(Material provided begins)

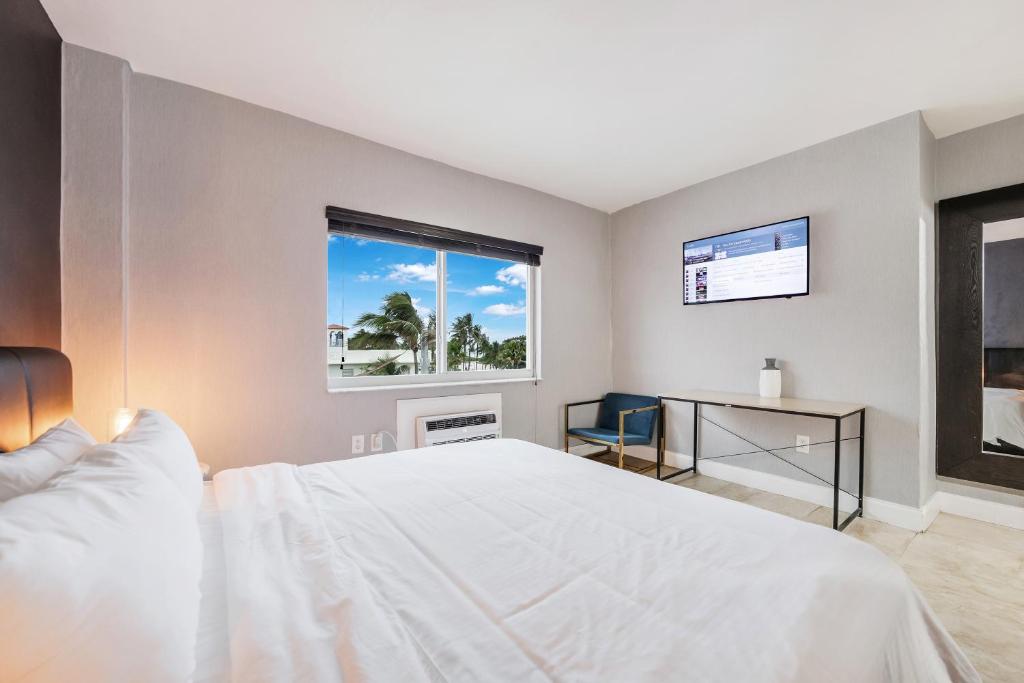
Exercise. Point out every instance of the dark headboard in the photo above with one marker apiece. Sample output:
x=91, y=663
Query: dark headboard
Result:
x=1004, y=368
x=35, y=393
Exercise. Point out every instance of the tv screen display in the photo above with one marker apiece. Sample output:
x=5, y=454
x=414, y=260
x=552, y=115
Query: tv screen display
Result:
x=757, y=263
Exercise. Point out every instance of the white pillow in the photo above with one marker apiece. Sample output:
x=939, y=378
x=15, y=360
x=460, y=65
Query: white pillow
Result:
x=27, y=469
x=99, y=575
x=155, y=438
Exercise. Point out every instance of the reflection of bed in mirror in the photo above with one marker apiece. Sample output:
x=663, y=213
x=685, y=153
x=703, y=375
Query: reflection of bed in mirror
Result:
x=1003, y=425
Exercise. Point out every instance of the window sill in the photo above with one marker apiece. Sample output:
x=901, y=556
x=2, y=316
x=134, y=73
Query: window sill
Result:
x=432, y=385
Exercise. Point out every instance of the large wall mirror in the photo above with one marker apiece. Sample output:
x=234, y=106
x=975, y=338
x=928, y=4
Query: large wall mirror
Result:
x=980, y=340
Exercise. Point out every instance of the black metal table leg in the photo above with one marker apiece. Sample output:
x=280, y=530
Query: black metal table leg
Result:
x=860, y=484
x=696, y=420
x=839, y=424
x=659, y=450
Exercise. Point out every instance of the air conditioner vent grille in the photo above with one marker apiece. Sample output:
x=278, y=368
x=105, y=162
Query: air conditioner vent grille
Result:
x=467, y=438
x=461, y=421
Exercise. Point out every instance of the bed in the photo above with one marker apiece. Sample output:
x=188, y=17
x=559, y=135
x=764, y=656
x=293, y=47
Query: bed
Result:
x=510, y=561
x=1003, y=422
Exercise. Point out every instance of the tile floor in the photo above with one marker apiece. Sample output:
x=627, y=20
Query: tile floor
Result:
x=971, y=572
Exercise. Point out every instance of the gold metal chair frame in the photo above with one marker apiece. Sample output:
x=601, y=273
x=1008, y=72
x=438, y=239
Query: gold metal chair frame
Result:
x=622, y=430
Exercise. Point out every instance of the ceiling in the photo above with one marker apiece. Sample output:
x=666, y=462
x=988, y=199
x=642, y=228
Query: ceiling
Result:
x=606, y=103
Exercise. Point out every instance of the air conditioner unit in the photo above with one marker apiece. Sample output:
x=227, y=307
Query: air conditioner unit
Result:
x=457, y=428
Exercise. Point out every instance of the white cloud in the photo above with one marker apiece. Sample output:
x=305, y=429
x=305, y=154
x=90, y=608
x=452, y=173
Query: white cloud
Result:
x=505, y=309
x=485, y=290
x=413, y=272
x=514, y=275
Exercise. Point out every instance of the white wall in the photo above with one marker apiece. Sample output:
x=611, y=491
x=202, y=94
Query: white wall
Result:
x=855, y=338
x=226, y=270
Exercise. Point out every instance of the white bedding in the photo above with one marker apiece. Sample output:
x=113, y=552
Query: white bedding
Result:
x=1004, y=416
x=508, y=561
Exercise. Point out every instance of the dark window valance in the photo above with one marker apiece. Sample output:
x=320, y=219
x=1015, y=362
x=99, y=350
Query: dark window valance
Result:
x=372, y=226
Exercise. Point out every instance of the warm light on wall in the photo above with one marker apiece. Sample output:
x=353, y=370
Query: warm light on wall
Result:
x=121, y=420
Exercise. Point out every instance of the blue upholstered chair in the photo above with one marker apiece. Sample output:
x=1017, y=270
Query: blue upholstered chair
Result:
x=623, y=420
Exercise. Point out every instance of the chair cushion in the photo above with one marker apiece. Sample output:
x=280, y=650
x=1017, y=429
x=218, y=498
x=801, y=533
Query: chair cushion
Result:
x=610, y=435
x=639, y=423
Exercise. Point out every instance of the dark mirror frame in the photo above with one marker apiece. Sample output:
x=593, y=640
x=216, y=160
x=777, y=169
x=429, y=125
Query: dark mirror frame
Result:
x=960, y=321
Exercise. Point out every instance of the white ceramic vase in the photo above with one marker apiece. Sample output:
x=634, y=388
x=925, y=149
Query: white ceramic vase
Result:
x=771, y=380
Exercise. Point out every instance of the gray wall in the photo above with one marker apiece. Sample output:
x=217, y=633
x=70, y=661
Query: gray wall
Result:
x=94, y=224
x=225, y=268
x=983, y=158
x=30, y=176
x=1005, y=294
x=855, y=338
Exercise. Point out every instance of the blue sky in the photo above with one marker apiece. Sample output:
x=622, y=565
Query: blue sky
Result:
x=361, y=271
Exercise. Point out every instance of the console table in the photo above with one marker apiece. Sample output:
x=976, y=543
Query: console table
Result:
x=825, y=410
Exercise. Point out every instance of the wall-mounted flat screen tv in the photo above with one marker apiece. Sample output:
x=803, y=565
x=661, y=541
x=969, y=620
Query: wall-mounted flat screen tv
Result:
x=764, y=262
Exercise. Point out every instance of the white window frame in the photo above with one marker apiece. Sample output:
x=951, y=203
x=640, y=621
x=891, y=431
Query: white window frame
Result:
x=443, y=377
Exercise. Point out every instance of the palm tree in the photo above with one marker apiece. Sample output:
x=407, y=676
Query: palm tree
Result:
x=491, y=351
x=462, y=332
x=513, y=352
x=398, y=325
x=387, y=366
x=479, y=342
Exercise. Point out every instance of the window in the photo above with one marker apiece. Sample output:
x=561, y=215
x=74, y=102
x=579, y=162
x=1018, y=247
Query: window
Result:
x=412, y=303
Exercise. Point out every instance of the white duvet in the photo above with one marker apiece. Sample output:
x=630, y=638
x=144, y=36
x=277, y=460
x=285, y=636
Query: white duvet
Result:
x=508, y=561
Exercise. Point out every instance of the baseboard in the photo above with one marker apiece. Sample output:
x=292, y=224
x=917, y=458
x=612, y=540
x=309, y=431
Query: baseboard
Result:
x=975, y=508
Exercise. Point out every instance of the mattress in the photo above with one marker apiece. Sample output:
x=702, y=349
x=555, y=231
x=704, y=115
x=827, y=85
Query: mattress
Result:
x=508, y=561
x=1004, y=416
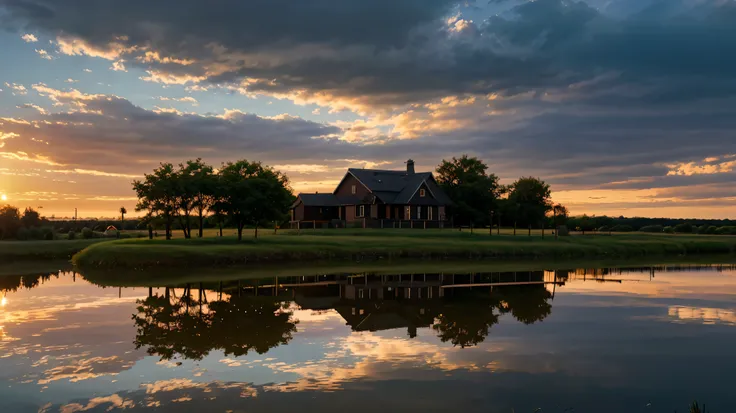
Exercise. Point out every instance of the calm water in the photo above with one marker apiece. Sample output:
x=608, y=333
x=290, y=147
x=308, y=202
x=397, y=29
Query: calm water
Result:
x=638, y=340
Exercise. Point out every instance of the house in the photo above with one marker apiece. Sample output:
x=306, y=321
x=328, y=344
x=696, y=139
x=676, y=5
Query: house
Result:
x=377, y=197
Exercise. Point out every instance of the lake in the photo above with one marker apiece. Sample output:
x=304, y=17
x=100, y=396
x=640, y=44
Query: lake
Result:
x=647, y=339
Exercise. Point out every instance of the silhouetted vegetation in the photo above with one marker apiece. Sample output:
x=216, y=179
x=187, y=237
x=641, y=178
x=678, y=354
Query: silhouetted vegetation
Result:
x=246, y=193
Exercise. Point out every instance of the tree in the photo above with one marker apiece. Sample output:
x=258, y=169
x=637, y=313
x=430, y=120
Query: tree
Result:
x=31, y=218
x=473, y=191
x=157, y=195
x=530, y=198
x=560, y=215
x=9, y=221
x=204, y=188
x=123, y=211
x=251, y=193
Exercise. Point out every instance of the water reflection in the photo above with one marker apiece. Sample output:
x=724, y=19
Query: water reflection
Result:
x=257, y=316
x=168, y=326
x=483, y=342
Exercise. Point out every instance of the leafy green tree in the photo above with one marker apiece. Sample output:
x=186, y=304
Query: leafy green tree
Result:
x=123, y=211
x=684, y=228
x=530, y=200
x=9, y=222
x=252, y=193
x=157, y=195
x=31, y=218
x=204, y=189
x=472, y=189
x=560, y=215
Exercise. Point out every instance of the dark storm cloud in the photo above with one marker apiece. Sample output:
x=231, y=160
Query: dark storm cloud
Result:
x=402, y=51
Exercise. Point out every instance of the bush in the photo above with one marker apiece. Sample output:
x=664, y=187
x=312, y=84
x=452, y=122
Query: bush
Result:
x=684, y=229
x=652, y=228
x=622, y=228
x=726, y=231
x=23, y=234
x=87, y=233
x=47, y=233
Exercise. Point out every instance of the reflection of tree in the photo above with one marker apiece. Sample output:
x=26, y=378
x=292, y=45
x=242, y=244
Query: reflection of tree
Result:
x=527, y=303
x=13, y=283
x=235, y=326
x=466, y=323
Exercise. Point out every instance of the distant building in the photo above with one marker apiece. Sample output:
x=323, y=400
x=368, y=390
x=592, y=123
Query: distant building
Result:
x=373, y=196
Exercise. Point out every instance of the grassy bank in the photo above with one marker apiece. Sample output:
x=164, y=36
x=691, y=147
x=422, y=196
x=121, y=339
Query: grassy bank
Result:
x=370, y=245
x=180, y=276
x=15, y=251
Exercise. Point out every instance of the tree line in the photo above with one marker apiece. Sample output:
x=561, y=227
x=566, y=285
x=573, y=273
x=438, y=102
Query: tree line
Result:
x=480, y=200
x=240, y=193
x=26, y=226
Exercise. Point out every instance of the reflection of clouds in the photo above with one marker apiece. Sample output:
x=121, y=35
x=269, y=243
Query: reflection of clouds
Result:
x=377, y=357
x=115, y=402
x=84, y=369
x=704, y=315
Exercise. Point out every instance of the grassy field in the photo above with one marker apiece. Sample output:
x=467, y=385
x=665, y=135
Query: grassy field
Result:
x=368, y=245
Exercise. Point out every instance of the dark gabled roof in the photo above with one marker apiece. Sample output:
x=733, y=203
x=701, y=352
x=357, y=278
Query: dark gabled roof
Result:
x=398, y=186
x=317, y=200
x=378, y=180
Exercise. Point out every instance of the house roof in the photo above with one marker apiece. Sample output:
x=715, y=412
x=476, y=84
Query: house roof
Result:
x=317, y=200
x=398, y=186
x=391, y=187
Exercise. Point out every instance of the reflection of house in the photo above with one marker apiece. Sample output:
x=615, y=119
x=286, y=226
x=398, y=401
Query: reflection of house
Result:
x=371, y=195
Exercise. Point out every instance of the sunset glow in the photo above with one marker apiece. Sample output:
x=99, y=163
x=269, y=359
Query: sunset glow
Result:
x=89, y=102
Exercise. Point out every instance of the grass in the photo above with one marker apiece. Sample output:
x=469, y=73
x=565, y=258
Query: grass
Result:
x=362, y=245
x=14, y=251
x=122, y=277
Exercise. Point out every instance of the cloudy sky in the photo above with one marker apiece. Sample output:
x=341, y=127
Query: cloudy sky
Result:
x=627, y=107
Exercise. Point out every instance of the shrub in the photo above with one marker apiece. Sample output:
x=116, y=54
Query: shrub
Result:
x=652, y=228
x=47, y=233
x=622, y=228
x=87, y=233
x=23, y=234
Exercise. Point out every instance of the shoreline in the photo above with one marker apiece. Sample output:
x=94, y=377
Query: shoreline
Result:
x=373, y=246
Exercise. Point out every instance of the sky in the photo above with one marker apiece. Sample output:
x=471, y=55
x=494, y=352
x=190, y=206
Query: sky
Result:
x=626, y=107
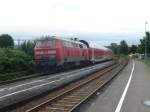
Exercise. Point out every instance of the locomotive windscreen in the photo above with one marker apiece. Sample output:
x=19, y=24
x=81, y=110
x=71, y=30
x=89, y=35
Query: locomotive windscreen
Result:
x=45, y=43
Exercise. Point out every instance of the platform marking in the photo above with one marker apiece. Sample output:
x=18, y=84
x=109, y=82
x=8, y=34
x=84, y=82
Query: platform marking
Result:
x=125, y=91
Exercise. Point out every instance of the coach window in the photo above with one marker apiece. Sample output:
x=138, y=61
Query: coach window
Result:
x=81, y=46
x=50, y=43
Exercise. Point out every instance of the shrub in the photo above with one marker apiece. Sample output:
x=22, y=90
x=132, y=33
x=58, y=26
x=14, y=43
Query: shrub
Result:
x=12, y=60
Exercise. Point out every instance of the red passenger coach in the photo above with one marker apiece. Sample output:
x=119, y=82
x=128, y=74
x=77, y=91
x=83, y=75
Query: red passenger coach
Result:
x=54, y=51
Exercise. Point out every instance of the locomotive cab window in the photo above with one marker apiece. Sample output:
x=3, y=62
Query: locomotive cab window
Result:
x=51, y=43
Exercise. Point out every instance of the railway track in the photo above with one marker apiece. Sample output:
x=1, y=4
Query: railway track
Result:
x=69, y=98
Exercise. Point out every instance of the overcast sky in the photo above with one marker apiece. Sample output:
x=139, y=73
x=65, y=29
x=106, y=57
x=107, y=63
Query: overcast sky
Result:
x=111, y=18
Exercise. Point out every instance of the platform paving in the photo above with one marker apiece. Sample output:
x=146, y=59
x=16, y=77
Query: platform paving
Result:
x=138, y=91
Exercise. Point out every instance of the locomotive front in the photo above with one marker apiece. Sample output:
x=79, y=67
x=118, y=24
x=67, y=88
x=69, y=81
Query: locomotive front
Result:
x=47, y=53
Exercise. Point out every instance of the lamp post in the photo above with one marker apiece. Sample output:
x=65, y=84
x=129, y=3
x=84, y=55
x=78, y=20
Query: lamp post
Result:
x=145, y=41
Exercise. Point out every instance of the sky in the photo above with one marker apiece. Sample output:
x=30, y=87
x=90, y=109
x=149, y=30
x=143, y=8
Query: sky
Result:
x=103, y=21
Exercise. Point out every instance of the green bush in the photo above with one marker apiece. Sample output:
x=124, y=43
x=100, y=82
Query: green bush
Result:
x=12, y=60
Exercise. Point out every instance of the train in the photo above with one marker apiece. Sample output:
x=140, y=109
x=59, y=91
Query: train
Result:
x=57, y=53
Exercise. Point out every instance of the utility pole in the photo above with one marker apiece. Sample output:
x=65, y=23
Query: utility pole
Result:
x=146, y=23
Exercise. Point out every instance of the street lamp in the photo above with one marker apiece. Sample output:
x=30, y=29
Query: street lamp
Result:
x=146, y=23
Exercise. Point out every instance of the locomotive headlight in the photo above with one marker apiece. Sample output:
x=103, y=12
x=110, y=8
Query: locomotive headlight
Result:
x=39, y=52
x=52, y=52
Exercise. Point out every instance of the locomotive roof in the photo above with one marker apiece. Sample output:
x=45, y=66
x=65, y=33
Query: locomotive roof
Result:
x=64, y=39
x=93, y=44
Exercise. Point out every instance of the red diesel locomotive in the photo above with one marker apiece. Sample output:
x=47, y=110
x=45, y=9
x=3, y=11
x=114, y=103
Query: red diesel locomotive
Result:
x=57, y=52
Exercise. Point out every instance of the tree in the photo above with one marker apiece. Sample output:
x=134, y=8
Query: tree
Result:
x=27, y=47
x=6, y=41
x=124, y=47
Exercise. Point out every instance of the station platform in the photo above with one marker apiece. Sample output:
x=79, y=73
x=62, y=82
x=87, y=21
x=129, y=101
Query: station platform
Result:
x=123, y=94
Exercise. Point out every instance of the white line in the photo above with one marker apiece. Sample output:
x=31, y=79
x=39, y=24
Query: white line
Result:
x=125, y=91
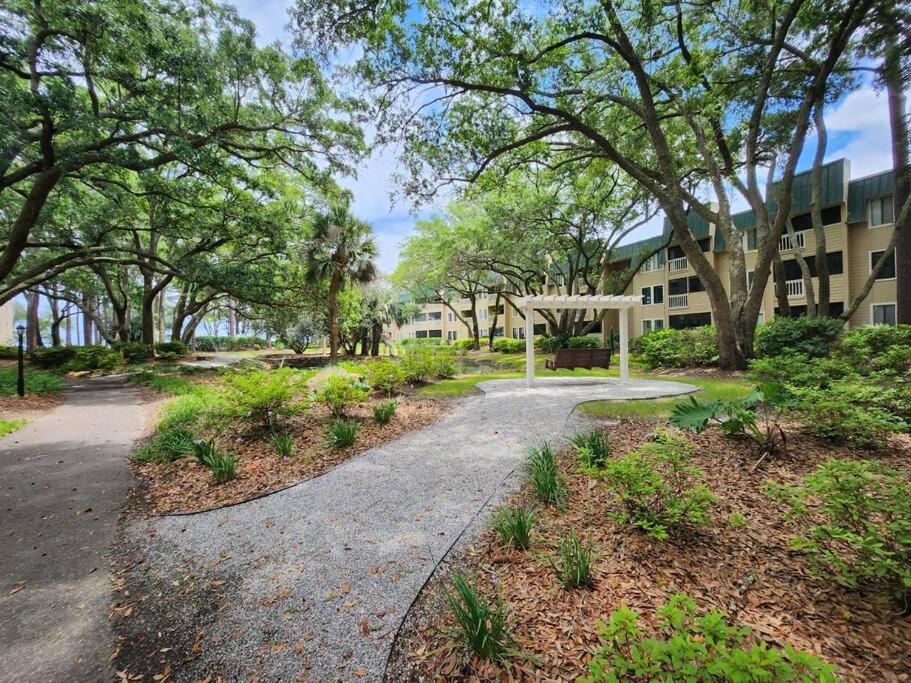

(Material provided ends)

Exercise directions -
Above are the records; repeat their lines from the first through the line containing "Query: white pillow", and leave out each picture.

Task response -
Exercise. Point out every instance of the dark headboard in the photo above with one marker apiece. Sample output:
x=91, y=663
Query: dark headboard
Result:
x=1004, y=368
x=35, y=393
Exercise. Point out every instance of the tv screen display in the photo above with one marker apiece. Sample output:
x=5, y=454
x=414, y=260
x=552, y=115
Query: tv screen display
Result:
x=757, y=263
Exercise. Point out every instance of the white pillow in the photo above with one marker apiece. Sample output:
x=939, y=378
x=15, y=360
x=460, y=65
Query: white pillow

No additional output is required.